• **LISTING**:
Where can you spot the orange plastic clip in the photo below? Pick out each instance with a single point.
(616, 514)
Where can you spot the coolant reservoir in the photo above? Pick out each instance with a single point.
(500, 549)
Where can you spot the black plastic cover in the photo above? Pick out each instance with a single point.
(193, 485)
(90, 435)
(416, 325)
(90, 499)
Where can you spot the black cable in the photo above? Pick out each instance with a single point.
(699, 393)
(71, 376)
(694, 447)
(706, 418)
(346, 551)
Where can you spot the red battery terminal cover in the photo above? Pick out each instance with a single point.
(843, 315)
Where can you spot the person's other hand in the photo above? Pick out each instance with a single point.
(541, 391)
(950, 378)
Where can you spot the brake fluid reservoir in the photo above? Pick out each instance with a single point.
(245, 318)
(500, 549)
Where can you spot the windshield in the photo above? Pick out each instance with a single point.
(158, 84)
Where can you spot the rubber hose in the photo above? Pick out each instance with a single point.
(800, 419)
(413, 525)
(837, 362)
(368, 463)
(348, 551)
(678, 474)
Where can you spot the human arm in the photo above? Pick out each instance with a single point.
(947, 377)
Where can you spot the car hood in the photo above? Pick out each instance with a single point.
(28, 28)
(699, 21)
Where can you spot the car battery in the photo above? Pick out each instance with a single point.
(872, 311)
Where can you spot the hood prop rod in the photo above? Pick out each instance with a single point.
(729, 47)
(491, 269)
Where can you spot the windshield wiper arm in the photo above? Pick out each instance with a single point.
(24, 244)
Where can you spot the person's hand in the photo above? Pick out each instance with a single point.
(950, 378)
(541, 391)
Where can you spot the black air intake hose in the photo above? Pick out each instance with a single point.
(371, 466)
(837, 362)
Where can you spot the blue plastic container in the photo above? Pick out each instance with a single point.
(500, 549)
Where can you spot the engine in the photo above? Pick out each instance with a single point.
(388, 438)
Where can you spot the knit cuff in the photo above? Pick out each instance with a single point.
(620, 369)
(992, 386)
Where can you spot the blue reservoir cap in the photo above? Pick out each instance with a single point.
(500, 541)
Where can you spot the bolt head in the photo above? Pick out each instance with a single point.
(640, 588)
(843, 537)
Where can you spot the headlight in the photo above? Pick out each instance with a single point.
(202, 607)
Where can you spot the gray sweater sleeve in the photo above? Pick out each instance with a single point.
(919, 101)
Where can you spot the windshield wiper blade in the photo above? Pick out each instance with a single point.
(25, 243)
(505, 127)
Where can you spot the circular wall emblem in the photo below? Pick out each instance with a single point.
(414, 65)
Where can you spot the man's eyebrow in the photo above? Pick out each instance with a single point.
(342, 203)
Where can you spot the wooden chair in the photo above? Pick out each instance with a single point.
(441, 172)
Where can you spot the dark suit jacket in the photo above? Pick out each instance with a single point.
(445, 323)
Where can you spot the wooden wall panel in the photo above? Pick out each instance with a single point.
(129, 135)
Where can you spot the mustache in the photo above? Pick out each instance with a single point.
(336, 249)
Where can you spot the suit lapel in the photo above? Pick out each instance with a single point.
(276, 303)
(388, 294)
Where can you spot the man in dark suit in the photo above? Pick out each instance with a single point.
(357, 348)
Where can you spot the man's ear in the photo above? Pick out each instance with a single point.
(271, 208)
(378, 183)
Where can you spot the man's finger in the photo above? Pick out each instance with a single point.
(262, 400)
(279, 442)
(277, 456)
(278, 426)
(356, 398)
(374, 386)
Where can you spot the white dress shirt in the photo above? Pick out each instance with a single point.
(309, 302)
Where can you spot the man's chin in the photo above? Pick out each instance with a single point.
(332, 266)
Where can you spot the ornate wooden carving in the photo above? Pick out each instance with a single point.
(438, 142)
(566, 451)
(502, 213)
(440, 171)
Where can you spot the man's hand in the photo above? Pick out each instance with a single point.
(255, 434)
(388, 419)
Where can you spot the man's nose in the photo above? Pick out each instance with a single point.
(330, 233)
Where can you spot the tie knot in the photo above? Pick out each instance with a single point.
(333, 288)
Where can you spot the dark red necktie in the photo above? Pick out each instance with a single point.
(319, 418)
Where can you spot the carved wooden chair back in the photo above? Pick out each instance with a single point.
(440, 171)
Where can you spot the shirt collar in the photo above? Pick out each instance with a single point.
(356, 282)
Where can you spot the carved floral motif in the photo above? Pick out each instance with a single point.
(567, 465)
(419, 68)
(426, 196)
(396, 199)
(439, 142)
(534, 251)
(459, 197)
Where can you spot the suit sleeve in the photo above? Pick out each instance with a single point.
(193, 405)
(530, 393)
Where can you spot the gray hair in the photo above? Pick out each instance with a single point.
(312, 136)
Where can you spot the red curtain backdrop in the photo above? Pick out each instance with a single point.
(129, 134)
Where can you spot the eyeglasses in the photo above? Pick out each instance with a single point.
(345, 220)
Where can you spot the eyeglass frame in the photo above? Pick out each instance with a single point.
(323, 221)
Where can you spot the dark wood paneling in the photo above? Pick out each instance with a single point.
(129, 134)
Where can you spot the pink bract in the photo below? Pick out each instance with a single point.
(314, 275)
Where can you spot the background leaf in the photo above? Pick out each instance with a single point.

• **TASK PROMPT**:
Return precisely the lines of the records, starting with the line that holds "Where can you spot the dark red" and ending with the last one.

• **FINAL ANSWER**:
Where can you spot the dark red necktie in the photo above? Pick out each instance with a single point.
(319, 418)
Where can you spot the carved wooden chair back in the photo above? Pick out each instance with a single point.
(440, 171)
Where can you spot the shirt collar in the photo above? Pick out each instance with a single point.
(356, 282)
Where can you spot the carved floral motif in the photo above? Pick out each instance with a single point.
(567, 465)
(419, 68)
(426, 196)
(396, 199)
(439, 142)
(534, 251)
(459, 197)
Where can you spot the suit sleeve in the photo above? Pick out each instance with a single point.
(193, 405)
(530, 393)
Where can you spot the gray hair in the photo above? Pick out each instance with a single point.
(312, 136)
Where can you spot the red curtain backdrop in the photo above? Pick out each instance with a single point.
(129, 134)
Where can you spot the eyeglasses in the photo above? Pick out each instance with a single point.
(345, 220)
Where can you spot the eyeglass frame in the photo above? Pick out each instance with a single point.
(323, 221)
Where can you spot the dark wood paneling in the photo above? Pick out each instance with a single point.
(129, 134)
Where can you spot the pink bract in the photo below? Pick out each instance with a single point.
(314, 275)
Where can you spot the background leaf in the photo above? Pick out each instance with a single point.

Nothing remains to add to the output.